* [Challenge]: What follows are records. Restate all of them word for word.
* start Raw records *
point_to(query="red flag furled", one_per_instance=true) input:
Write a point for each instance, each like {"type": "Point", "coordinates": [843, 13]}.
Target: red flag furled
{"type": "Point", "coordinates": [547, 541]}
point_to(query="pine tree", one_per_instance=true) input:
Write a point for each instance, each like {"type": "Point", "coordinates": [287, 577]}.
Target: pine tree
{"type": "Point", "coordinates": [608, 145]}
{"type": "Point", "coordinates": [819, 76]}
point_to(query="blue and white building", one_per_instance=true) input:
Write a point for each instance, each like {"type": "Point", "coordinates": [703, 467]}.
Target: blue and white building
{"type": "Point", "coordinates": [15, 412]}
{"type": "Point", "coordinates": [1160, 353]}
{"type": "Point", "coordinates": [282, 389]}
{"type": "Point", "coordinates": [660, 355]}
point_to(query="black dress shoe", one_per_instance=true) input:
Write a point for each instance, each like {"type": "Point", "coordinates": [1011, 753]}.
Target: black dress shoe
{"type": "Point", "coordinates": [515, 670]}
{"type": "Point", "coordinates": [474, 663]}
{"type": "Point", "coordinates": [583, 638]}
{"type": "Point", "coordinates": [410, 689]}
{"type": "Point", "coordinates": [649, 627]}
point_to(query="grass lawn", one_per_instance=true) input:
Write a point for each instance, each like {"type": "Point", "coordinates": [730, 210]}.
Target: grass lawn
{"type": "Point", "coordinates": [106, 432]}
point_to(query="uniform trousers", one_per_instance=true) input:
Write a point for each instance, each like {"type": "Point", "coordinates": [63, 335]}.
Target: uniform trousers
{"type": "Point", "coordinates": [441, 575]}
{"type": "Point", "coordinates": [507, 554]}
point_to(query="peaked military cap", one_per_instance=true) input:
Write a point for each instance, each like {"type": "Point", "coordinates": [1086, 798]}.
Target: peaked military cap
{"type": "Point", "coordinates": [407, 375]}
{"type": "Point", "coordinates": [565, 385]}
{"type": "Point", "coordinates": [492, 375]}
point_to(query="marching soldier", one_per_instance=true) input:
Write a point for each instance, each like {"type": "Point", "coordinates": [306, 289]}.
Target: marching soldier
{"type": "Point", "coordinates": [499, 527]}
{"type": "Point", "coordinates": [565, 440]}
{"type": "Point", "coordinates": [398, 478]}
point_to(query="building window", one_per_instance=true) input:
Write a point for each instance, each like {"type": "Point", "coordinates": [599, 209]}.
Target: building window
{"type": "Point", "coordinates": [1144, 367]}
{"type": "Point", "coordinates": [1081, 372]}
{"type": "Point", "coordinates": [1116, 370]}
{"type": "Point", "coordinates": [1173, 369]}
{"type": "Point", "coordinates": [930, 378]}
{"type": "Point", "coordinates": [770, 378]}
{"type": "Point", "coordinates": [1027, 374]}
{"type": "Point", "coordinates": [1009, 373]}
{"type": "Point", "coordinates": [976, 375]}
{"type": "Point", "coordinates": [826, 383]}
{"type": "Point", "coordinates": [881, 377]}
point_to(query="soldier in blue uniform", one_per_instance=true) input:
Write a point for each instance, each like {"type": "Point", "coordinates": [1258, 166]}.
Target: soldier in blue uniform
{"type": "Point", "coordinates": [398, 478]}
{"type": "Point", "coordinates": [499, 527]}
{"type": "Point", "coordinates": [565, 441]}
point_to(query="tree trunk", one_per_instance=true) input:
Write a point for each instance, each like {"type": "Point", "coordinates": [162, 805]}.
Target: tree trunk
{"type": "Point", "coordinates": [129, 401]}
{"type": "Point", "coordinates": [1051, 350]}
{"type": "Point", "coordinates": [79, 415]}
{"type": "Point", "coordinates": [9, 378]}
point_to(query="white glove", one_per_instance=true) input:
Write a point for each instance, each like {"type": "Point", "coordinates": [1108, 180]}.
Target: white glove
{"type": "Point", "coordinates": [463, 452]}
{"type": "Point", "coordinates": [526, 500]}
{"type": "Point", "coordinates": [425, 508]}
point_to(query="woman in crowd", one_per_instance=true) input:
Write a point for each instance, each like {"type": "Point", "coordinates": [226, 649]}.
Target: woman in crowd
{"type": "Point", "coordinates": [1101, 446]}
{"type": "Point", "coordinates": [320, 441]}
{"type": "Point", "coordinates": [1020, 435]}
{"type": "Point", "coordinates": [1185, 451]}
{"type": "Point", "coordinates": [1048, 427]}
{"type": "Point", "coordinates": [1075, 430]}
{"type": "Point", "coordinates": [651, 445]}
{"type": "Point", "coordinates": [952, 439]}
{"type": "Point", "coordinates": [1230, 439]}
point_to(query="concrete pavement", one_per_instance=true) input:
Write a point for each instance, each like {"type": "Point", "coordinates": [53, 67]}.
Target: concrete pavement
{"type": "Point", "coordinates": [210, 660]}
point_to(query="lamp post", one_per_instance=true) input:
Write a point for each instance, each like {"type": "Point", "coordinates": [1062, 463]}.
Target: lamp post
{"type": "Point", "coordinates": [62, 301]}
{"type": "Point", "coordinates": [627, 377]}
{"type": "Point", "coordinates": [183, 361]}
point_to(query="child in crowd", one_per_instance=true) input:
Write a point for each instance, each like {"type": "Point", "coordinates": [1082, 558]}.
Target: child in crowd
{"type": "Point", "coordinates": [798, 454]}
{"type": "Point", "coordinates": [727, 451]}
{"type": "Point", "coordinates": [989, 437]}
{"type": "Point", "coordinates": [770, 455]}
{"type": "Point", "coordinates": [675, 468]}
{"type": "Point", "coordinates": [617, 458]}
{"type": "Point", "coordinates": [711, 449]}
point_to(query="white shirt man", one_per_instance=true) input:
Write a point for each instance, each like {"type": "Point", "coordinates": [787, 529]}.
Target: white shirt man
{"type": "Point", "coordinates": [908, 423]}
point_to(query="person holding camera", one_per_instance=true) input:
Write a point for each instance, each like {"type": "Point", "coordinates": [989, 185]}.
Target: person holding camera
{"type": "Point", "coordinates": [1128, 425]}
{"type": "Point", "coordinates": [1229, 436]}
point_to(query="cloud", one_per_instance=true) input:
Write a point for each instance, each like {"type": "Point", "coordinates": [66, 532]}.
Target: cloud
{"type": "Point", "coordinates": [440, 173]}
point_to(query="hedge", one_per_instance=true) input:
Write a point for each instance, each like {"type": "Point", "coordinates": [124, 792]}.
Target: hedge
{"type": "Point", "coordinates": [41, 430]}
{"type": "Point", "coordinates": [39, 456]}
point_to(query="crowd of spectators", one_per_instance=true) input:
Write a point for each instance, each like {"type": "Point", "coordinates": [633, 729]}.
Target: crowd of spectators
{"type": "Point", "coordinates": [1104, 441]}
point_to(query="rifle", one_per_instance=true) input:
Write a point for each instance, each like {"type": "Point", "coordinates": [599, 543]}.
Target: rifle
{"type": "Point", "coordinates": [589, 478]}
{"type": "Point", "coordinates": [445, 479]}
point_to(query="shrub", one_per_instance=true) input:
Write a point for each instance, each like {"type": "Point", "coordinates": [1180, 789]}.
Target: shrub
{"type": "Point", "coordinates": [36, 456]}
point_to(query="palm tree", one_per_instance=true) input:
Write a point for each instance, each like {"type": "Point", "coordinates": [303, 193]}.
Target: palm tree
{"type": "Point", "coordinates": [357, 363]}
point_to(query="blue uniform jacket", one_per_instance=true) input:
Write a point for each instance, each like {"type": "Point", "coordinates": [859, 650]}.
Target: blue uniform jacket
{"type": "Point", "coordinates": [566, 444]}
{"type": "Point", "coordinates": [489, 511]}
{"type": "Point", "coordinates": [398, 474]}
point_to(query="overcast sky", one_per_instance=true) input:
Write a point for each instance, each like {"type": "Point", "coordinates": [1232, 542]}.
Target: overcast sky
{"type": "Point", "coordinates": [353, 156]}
* end Raw records *
* [Expected output]:
point_to(query="red flag furled", one_per_instance=true) input:
Write a point for each instance, each like {"type": "Point", "coordinates": [843, 13]}.
Target: red flag furled
{"type": "Point", "coordinates": [547, 541]}
point_to(query="pine tree", one_per_instance=true) input:
Write a point for each instance, each like {"type": "Point", "coordinates": [287, 577]}.
Target: pine tree
{"type": "Point", "coordinates": [608, 145]}
{"type": "Point", "coordinates": [819, 76]}
point_to(query="blue and white building", one_per_instance=true) input:
Write a point for each instance, each like {"type": "Point", "coordinates": [703, 467]}.
Target: blue and white building
{"type": "Point", "coordinates": [15, 412]}
{"type": "Point", "coordinates": [1160, 353]}
{"type": "Point", "coordinates": [282, 389]}
{"type": "Point", "coordinates": [660, 355]}
point_to(query="black dress shoe", one_per_instance=true) input:
Write a point for each instance, each like {"type": "Point", "coordinates": [1011, 753]}.
Target: black dress shoe
{"type": "Point", "coordinates": [515, 670]}
{"type": "Point", "coordinates": [474, 663]}
{"type": "Point", "coordinates": [583, 638]}
{"type": "Point", "coordinates": [410, 689]}
{"type": "Point", "coordinates": [649, 627]}
point_to(query="grass lawn", one_per_instance=true) input:
Write a point for each instance, each like {"type": "Point", "coordinates": [730, 210]}.
Target: grass lawn
{"type": "Point", "coordinates": [106, 432]}
point_to(query="uniform trousers", one_per_instance=true) input:
Write a point for each instance, each like {"type": "Point", "coordinates": [63, 335]}.
Target: uniform trousers
{"type": "Point", "coordinates": [441, 575]}
{"type": "Point", "coordinates": [507, 554]}
point_to(query="peaked military cap", one_per_instance=true) input:
Write a point for each instance, each like {"type": "Point", "coordinates": [1086, 798]}.
Target: peaked military cap
{"type": "Point", "coordinates": [407, 375]}
{"type": "Point", "coordinates": [565, 385]}
{"type": "Point", "coordinates": [492, 375]}
point_to(query="marching soldier", one_per_instance=true) input:
Write a point for each instance, each like {"type": "Point", "coordinates": [306, 289]}.
Target: marching soldier
{"type": "Point", "coordinates": [499, 527]}
{"type": "Point", "coordinates": [565, 440]}
{"type": "Point", "coordinates": [398, 478]}
point_to(query="building window", one_per_instance=true) input:
Write a point for each instance, each like {"type": "Point", "coordinates": [599, 209]}.
Target: building window
{"type": "Point", "coordinates": [1144, 367]}
{"type": "Point", "coordinates": [1081, 372]}
{"type": "Point", "coordinates": [1116, 370]}
{"type": "Point", "coordinates": [1173, 369]}
{"type": "Point", "coordinates": [930, 378]}
{"type": "Point", "coordinates": [770, 378]}
{"type": "Point", "coordinates": [1027, 374]}
{"type": "Point", "coordinates": [1009, 373]}
{"type": "Point", "coordinates": [976, 375]}
{"type": "Point", "coordinates": [826, 383]}
{"type": "Point", "coordinates": [881, 377]}
point_to(query="soldier in blue uniform", one_per_instance=true) input:
Write a point for each instance, each like {"type": "Point", "coordinates": [1258, 166]}.
Target: soldier in blue uniform
{"type": "Point", "coordinates": [398, 478]}
{"type": "Point", "coordinates": [499, 527]}
{"type": "Point", "coordinates": [565, 441]}
point_to(query="tree trunk", one_per_instance=true) input:
Write a point for each instance, each like {"type": "Point", "coordinates": [162, 805]}.
Target: tree trunk
{"type": "Point", "coordinates": [129, 401]}
{"type": "Point", "coordinates": [1051, 350]}
{"type": "Point", "coordinates": [79, 415]}
{"type": "Point", "coordinates": [9, 378]}
point_to(query="white glove", one_per_instance=true) input:
Write a point for each instance, each like {"type": "Point", "coordinates": [1108, 180]}.
Target: white glove
{"type": "Point", "coordinates": [463, 452]}
{"type": "Point", "coordinates": [526, 500]}
{"type": "Point", "coordinates": [425, 508]}
point_to(query="woman in crowd", one_per_instance=true) input:
Write a point for each instance, each like {"type": "Point", "coordinates": [226, 649]}.
Target: woman in crowd
{"type": "Point", "coordinates": [1101, 446]}
{"type": "Point", "coordinates": [320, 441]}
{"type": "Point", "coordinates": [1020, 435]}
{"type": "Point", "coordinates": [1185, 451]}
{"type": "Point", "coordinates": [1048, 427]}
{"type": "Point", "coordinates": [1075, 430]}
{"type": "Point", "coordinates": [651, 445]}
{"type": "Point", "coordinates": [952, 439]}
{"type": "Point", "coordinates": [1230, 439]}
point_to(query="concrete pavement", one_per_instance=true) input:
Write a point for each instance, each like {"type": "Point", "coordinates": [53, 67]}.
Target: concrete pavement
{"type": "Point", "coordinates": [210, 660]}
point_to(query="lamp post", one_per_instance=true) input:
Write a point for each instance, each like {"type": "Point", "coordinates": [1062, 463]}.
Target: lamp post
{"type": "Point", "coordinates": [62, 301]}
{"type": "Point", "coordinates": [627, 377]}
{"type": "Point", "coordinates": [183, 361]}
point_to(query="child in crowd", one_per_instance=true) input:
Write a point for each instance, each like {"type": "Point", "coordinates": [1082, 558]}.
Target: child in crowd
{"type": "Point", "coordinates": [798, 454]}
{"type": "Point", "coordinates": [727, 451]}
{"type": "Point", "coordinates": [989, 437]}
{"type": "Point", "coordinates": [770, 455]}
{"type": "Point", "coordinates": [675, 468]}
{"type": "Point", "coordinates": [617, 458]}
{"type": "Point", "coordinates": [711, 449]}
point_to(query="white shirt man", one_per_instance=true) input:
Write a point for each instance, each like {"type": "Point", "coordinates": [787, 529]}.
Target: white shirt man
{"type": "Point", "coordinates": [908, 423]}
point_to(query="person holding camera", one_per_instance=true) input:
Write a point for each instance, each like {"type": "Point", "coordinates": [989, 185]}.
Target: person holding camera
{"type": "Point", "coordinates": [1128, 425]}
{"type": "Point", "coordinates": [1229, 436]}
point_to(query="cloud", one_per_instance=true) input:
Write a point for each instance, each like {"type": "Point", "coordinates": [66, 532]}.
Target: cloud
{"type": "Point", "coordinates": [440, 173]}
point_to(query="hedge", one_per_instance=true) input:
Write a point for each instance, each like {"type": "Point", "coordinates": [124, 792]}.
Target: hedge
{"type": "Point", "coordinates": [41, 430]}
{"type": "Point", "coordinates": [39, 456]}
point_to(query="crowd of spectators", one_per_instance=true) input:
Write a point for each instance, each like {"type": "Point", "coordinates": [633, 729]}.
Target: crowd of spectators
{"type": "Point", "coordinates": [1104, 441]}
point_to(query="rifle", one_per_instance=true) input:
Write a point for each instance, each like {"type": "Point", "coordinates": [599, 543]}.
Target: rifle
{"type": "Point", "coordinates": [589, 478]}
{"type": "Point", "coordinates": [445, 479]}
point_to(query="shrub", one_per_instance=true) input:
Write a point for each instance, each like {"type": "Point", "coordinates": [1180, 789]}.
Target: shrub
{"type": "Point", "coordinates": [36, 456]}
point_to(query="palm tree", one_per_instance=true) input:
Write a point for each instance, each like {"type": "Point", "coordinates": [303, 193]}.
Target: palm tree
{"type": "Point", "coordinates": [357, 363]}
point_to(query="blue uniform jacket", one_per_instance=true) input:
Write a point for each instance, each like {"type": "Point", "coordinates": [859, 650]}.
Target: blue uniform jacket
{"type": "Point", "coordinates": [566, 444]}
{"type": "Point", "coordinates": [489, 511]}
{"type": "Point", "coordinates": [398, 474]}
point_to(query="overcast sky", one_per_instance=true) input:
Write a point for each instance, each like {"type": "Point", "coordinates": [1232, 542]}.
Target: overcast sky
{"type": "Point", "coordinates": [353, 156]}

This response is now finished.